Description of the task:
In the data below, replace every "noun phrase" with "referring expression" and keep all other text the same.

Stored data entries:
--- --- ---
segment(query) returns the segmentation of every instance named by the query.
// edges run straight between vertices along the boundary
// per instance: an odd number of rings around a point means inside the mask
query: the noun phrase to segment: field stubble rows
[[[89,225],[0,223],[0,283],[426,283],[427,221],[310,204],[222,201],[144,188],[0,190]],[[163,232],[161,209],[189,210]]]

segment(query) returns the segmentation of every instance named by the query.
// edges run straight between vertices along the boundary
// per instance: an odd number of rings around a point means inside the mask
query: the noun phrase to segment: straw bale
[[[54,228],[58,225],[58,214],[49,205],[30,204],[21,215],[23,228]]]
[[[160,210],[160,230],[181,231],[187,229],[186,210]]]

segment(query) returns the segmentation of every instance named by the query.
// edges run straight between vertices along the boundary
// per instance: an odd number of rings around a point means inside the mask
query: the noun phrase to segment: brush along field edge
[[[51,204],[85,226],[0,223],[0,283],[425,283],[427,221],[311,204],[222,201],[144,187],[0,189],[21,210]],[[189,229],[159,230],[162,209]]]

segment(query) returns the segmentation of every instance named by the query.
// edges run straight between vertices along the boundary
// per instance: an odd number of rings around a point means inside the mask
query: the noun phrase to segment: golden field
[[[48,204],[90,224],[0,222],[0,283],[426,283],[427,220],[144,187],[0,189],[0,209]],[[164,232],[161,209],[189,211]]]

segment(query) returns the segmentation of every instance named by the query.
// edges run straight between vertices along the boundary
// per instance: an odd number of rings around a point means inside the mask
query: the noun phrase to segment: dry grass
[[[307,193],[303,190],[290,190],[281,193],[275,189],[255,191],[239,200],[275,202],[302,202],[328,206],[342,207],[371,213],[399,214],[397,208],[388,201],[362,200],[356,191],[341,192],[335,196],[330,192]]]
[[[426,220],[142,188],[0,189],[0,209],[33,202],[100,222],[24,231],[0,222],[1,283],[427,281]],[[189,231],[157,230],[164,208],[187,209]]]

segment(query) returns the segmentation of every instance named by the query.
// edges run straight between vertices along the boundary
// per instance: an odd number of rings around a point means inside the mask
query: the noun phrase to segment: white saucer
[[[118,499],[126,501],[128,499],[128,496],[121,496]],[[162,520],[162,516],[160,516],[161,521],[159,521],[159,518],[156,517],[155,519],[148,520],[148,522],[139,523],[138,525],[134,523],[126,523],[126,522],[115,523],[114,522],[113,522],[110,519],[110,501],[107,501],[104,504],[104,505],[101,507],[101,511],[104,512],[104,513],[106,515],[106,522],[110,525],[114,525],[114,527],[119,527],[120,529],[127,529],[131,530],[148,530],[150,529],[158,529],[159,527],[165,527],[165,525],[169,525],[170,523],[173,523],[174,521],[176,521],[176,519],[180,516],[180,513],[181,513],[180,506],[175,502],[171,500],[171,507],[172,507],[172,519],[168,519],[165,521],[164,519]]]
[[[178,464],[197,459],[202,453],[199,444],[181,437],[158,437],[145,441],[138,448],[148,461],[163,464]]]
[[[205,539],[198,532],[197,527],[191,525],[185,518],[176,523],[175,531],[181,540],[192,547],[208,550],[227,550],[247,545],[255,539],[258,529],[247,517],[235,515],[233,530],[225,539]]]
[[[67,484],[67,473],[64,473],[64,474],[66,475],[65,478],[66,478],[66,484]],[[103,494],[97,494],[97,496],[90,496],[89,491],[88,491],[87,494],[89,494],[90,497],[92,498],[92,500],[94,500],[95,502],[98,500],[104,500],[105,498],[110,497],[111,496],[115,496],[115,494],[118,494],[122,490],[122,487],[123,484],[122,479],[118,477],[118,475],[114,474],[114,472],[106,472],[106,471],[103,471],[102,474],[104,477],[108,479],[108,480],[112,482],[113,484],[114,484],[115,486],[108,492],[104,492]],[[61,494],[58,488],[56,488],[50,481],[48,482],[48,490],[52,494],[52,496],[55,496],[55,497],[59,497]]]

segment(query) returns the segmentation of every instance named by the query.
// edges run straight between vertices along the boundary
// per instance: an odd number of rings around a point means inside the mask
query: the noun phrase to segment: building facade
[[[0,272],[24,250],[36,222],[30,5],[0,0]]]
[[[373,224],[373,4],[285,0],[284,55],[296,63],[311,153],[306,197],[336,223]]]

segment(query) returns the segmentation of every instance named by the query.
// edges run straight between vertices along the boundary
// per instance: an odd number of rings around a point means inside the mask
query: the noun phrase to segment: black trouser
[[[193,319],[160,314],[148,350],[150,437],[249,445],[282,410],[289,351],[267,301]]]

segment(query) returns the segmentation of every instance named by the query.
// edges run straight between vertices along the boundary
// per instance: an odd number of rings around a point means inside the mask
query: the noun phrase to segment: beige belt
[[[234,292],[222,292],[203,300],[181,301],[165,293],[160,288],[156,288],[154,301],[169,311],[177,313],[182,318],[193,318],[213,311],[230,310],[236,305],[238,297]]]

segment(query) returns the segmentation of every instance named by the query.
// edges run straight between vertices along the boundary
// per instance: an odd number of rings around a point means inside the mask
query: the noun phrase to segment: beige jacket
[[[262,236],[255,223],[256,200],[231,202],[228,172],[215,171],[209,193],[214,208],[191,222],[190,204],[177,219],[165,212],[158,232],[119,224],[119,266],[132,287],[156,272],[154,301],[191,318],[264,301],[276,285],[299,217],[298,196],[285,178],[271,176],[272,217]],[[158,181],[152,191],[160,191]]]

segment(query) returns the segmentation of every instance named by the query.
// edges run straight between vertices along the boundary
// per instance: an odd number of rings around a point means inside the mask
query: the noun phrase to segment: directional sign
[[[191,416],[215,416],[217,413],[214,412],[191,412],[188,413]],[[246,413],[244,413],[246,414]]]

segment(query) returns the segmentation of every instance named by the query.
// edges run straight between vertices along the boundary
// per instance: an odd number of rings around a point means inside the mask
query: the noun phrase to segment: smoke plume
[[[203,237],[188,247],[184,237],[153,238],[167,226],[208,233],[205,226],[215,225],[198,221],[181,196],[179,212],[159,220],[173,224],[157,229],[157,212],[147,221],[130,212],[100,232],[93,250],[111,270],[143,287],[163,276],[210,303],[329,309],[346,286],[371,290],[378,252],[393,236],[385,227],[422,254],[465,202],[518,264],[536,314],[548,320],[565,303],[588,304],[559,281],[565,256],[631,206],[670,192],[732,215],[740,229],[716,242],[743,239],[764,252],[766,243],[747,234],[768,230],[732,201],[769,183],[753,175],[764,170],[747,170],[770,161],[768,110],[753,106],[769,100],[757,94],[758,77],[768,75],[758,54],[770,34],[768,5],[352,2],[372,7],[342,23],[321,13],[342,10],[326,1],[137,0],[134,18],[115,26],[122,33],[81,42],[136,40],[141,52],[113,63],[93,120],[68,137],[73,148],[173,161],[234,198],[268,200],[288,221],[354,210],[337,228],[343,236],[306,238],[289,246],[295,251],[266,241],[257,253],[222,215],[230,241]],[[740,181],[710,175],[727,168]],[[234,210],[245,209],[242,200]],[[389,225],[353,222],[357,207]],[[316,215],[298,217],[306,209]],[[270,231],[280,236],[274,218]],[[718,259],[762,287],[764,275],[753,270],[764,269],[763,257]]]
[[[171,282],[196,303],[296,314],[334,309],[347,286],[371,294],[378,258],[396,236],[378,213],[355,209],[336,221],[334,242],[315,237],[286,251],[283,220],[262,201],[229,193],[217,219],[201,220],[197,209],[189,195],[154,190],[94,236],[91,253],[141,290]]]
--- --- ---
Reply to the task:
segment(query) returns the segmentation of every instance named by the query.
// edges run straight between vertices along the boundary
// per instance: an odd number of rings around a point means inside the mask
query: the referring expression to segment: field stubble rows
[[[89,225],[0,223],[0,283],[426,283],[427,221],[310,204],[222,201],[144,188],[0,190]],[[163,232],[161,209],[189,210]]]

segment(query) returns the segmentation of every instance named by the query.
// edges run straight between vertices along the boundary
// per instance: an odd number of rings around a point means inside the mask
query: the referring expression to segment: straw bale
[[[54,228],[58,225],[58,214],[49,205],[30,204],[21,215],[23,228]]]
[[[160,210],[160,230],[181,231],[187,229],[186,210]]]

segment(query) returns the segmentation of every instance named by the query.
// edges run straight between vertices along the boundary
// per instance: an odd number of rings around a point means inside the mask
query: the referring expression to segment: brush along field edge
[[[51,204],[85,226],[0,223],[0,283],[425,283],[427,221],[311,204],[222,201],[144,187],[0,189],[21,210]],[[189,229],[159,230],[162,209]]]

segment(query) returns the segmentation of every instance named by the query.
// edges run straight between vertices along the boundary
// per instance: an odd number of rings around a point means inside the mask
query: the referring expression to segment: golden field
[[[48,204],[90,224],[0,222],[0,283],[426,283],[427,220],[144,187],[0,189],[0,209]],[[164,232],[161,209],[189,211]]]

segment(query) returns the segmentation of every instance named by the query.
// edges run straight between vertices along the boundary
// per instance: an odd number of rings around a point means inside the mask
query: the referring expression to segment: dry grass
[[[307,193],[303,190],[290,190],[281,193],[275,189],[255,191],[239,200],[275,202],[302,202],[328,206],[342,207],[371,213],[399,214],[397,208],[388,201],[362,200],[356,191],[341,192],[335,196],[330,192]]]
[[[426,220],[142,188],[0,189],[0,209],[33,202],[100,222],[24,231],[0,222],[1,283],[427,281]],[[189,231],[157,230],[164,208],[187,209]]]

segment(query) returns the segmentation of every instance named by the query.
// edges run straight between vertices along the boundary
// per instance: an odd number of rings around a point means inside the mask
query: the referring expression to segment: white saucer
[[[118,499],[126,501],[128,499],[128,496],[121,496]],[[162,520],[162,516],[160,516],[161,521],[159,521],[159,518],[156,517],[155,519],[148,520],[148,522],[139,523],[138,525],[134,523],[126,523],[126,522],[115,523],[114,522],[113,522],[110,519],[110,501],[107,501],[104,504],[104,505],[101,507],[101,511],[104,512],[104,513],[106,515],[106,522],[110,525],[114,525],[114,527],[119,527],[120,529],[127,529],[131,530],[148,530],[150,529],[158,529],[159,527],[165,527],[165,525],[169,525],[170,523],[173,523],[174,521],[176,521],[176,519],[180,516],[180,513],[181,513],[180,506],[175,502],[171,500],[171,507],[172,507],[172,519],[168,519],[165,521],[164,519]]]
[[[178,464],[197,459],[202,453],[199,444],[181,437],[158,437],[145,441],[138,448],[148,461],[163,464]]]
[[[205,539],[198,532],[197,527],[191,525],[185,518],[176,523],[175,531],[181,540],[192,547],[208,550],[227,550],[247,545],[255,539],[258,529],[247,517],[235,515],[233,530],[225,539]]]
[[[67,484],[67,473],[64,473],[64,474],[66,475],[65,478],[66,478],[66,484]],[[103,494],[97,494],[97,496],[90,496],[89,491],[88,491],[87,494],[89,494],[90,497],[92,498],[92,500],[94,500],[95,502],[98,500],[104,500],[105,498],[110,497],[111,496],[115,496],[115,494],[118,494],[122,490],[122,487],[123,484],[122,479],[118,477],[118,475],[114,474],[114,472],[106,472],[106,471],[103,471],[102,474],[104,477],[108,479],[108,480],[112,482],[113,484],[114,484],[115,486],[108,492],[104,492]],[[61,494],[58,488],[56,488],[50,481],[48,482],[48,490],[52,494],[52,496],[55,496],[55,497],[59,497]]]

segment(query) returns the segmentation of every instance named by the query.
// edges run straight between vertices along the boundary
// per instance: an odd number of rings around a point means inside the mask
query: the referring expression to segment: building facade
[[[0,272],[24,250],[36,222],[30,5],[0,0]]]
[[[373,224],[373,4],[285,0],[284,55],[296,63],[311,153],[306,197],[336,223]]]

segment(query) returns the segmentation of every instance named by the query.
// edges run straight between vertices along the boundary
// per instance: an odd number of rings around a point means inside the mask
query: the referring expression to segment: black trouser
[[[193,319],[160,314],[148,350],[150,437],[249,445],[282,410],[289,351],[267,301]]]

segment(query) returns the segmentation of every instance named by the query.
// edges run straight between vertices along the boundary
// per instance: an odd number of rings around a point means inside the mask
query: the referring expression to segment: beige belt
[[[234,292],[222,292],[203,300],[181,301],[165,293],[160,288],[156,288],[154,301],[169,311],[177,313],[182,318],[193,318],[213,311],[230,310],[236,305],[238,297]]]

segment(query) returns the segmentation of every instance named by the query.
// edges run straight between vertices along the boundary
// per instance: an odd number of rings around a point means inside the mask
query: the referring expression to segment: beige jacket
[[[262,236],[255,223],[256,200],[231,202],[228,172],[215,171],[209,193],[214,208],[191,222],[190,204],[177,219],[165,212],[158,232],[119,224],[119,266],[132,287],[156,272],[154,301],[191,318],[264,301],[276,285],[299,217],[298,196],[285,178],[271,176],[272,217]],[[158,181],[152,191],[160,191]]]

segment(query) returns the segmentation of every instance named by the query.
// edges run straight between vertices along the boundary
// per instance: an odd number of rings around a point means inside the mask
query: the referring expression to segment: directional sign
[[[191,416],[215,416],[217,413],[214,412],[191,412],[188,413]],[[246,413],[244,413],[246,414]]]

segment(query) returns the segmentation of every instance named by the query.
// edges run straight between vertices along the boundary
// per instance: an odd number of rings around a point means inside the mask
query: the referring expression to segment: smoke plume
[[[203,237],[188,247],[184,237],[153,238],[167,226],[208,233],[205,226],[215,225],[198,221],[181,196],[179,212],[159,220],[173,224],[157,229],[157,212],[147,221],[130,212],[100,232],[93,250],[111,270],[143,287],[163,276],[210,303],[329,309],[346,286],[371,290],[378,252],[393,236],[385,227],[422,254],[465,202],[518,264],[536,314],[548,320],[565,303],[588,304],[559,281],[565,256],[631,206],[670,192],[732,215],[740,229],[716,242],[743,239],[764,252],[766,243],[747,234],[768,230],[732,201],[769,183],[753,175],[764,170],[747,170],[770,161],[768,110],[753,106],[769,100],[757,94],[758,77],[768,75],[758,54],[770,34],[768,5],[352,2],[372,7],[342,23],[321,13],[342,10],[326,1],[137,0],[134,18],[115,26],[122,33],[81,42],[136,40],[141,52],[113,63],[93,120],[68,137],[73,148],[173,161],[234,198],[268,200],[288,221],[354,210],[337,228],[343,236],[306,238],[289,246],[295,251],[266,241],[257,253],[222,215],[230,241]],[[740,181],[710,175],[727,168]],[[234,210],[245,209],[242,200]],[[389,225],[353,222],[357,207]],[[316,215],[298,217],[306,209]],[[270,231],[280,236],[274,218]],[[718,259],[762,287],[764,275],[753,270],[764,269],[763,257]]]
[[[171,282],[196,303],[296,314],[334,309],[347,286],[371,294],[378,258],[396,236],[378,213],[355,209],[336,221],[334,242],[315,237],[286,251],[283,220],[262,201],[229,193],[217,219],[201,220],[197,209],[189,195],[154,190],[94,236],[91,253],[141,290]]]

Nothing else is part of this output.